— Stated problem —
Rewrite every line of the listing between the line holding "Tag a single point on each instance of the gray" and the end of the listing, inclusive. Multiply each x and y coordinate in the answers by 2.25 and round it to a whole number, with halves rounding up; leave everything else unchanged.

>> Begin

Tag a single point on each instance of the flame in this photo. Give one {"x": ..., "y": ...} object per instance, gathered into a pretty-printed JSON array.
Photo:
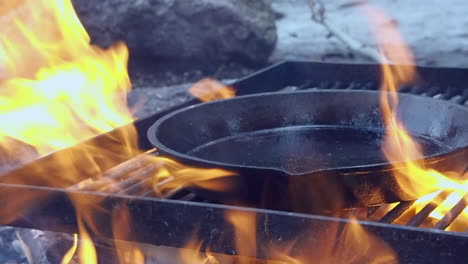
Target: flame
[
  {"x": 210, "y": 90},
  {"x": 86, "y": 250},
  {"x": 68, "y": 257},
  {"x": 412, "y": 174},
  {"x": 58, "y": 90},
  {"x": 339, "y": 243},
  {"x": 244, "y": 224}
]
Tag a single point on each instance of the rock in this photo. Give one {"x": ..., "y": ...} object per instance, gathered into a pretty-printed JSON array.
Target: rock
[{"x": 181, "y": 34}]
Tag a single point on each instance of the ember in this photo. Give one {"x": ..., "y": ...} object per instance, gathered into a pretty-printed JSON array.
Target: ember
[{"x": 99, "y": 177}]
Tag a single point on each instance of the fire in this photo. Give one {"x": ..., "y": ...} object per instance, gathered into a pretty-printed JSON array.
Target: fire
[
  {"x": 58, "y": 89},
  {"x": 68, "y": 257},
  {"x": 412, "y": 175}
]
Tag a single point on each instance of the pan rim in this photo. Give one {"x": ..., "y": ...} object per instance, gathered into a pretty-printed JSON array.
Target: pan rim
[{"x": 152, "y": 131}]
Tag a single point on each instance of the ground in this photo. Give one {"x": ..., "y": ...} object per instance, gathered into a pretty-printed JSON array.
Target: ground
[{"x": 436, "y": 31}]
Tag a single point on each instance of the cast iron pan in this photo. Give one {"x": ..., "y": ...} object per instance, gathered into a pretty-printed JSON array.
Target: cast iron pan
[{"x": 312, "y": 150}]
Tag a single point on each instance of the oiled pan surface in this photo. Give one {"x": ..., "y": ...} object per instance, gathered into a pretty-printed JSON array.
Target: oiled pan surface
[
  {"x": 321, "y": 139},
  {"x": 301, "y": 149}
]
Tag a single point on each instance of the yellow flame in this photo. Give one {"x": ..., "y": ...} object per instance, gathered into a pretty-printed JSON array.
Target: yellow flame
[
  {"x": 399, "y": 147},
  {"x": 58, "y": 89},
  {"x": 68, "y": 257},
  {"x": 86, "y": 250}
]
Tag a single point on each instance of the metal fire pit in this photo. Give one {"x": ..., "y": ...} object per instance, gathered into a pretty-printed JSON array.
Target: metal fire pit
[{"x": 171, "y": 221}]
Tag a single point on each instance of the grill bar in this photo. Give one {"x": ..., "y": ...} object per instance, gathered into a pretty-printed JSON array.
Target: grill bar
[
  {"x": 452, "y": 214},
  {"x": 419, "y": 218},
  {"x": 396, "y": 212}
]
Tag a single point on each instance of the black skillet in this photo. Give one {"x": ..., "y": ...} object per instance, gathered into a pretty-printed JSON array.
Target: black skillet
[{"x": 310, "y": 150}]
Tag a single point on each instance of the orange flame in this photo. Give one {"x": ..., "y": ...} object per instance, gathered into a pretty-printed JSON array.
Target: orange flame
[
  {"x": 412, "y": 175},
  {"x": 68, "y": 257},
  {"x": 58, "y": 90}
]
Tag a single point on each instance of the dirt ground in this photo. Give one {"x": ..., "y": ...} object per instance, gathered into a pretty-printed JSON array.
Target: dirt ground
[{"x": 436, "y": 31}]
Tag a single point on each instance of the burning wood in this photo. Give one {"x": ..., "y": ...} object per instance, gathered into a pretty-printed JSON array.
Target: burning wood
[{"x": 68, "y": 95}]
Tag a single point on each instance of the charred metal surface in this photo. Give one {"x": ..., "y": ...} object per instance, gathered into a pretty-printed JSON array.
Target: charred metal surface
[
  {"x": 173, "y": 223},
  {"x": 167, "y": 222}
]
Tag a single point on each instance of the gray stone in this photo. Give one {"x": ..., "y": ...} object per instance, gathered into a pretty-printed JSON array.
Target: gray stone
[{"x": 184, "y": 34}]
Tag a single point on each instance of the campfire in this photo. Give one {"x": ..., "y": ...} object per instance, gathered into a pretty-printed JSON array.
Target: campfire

>> End

— Finished answer —
Tag a single point on each instance of the gray stone in this photo. Give one {"x": ..., "y": ...} object per instance, gathered into a pretty-printed JSON array.
Target: gray stone
[{"x": 414, "y": 77}]
Tag a single point on each instance of the campfire in this photo. Give one {"x": ..., "y": ...} object per instance, gathered into a pretty-printed JSON array.
Target: campfire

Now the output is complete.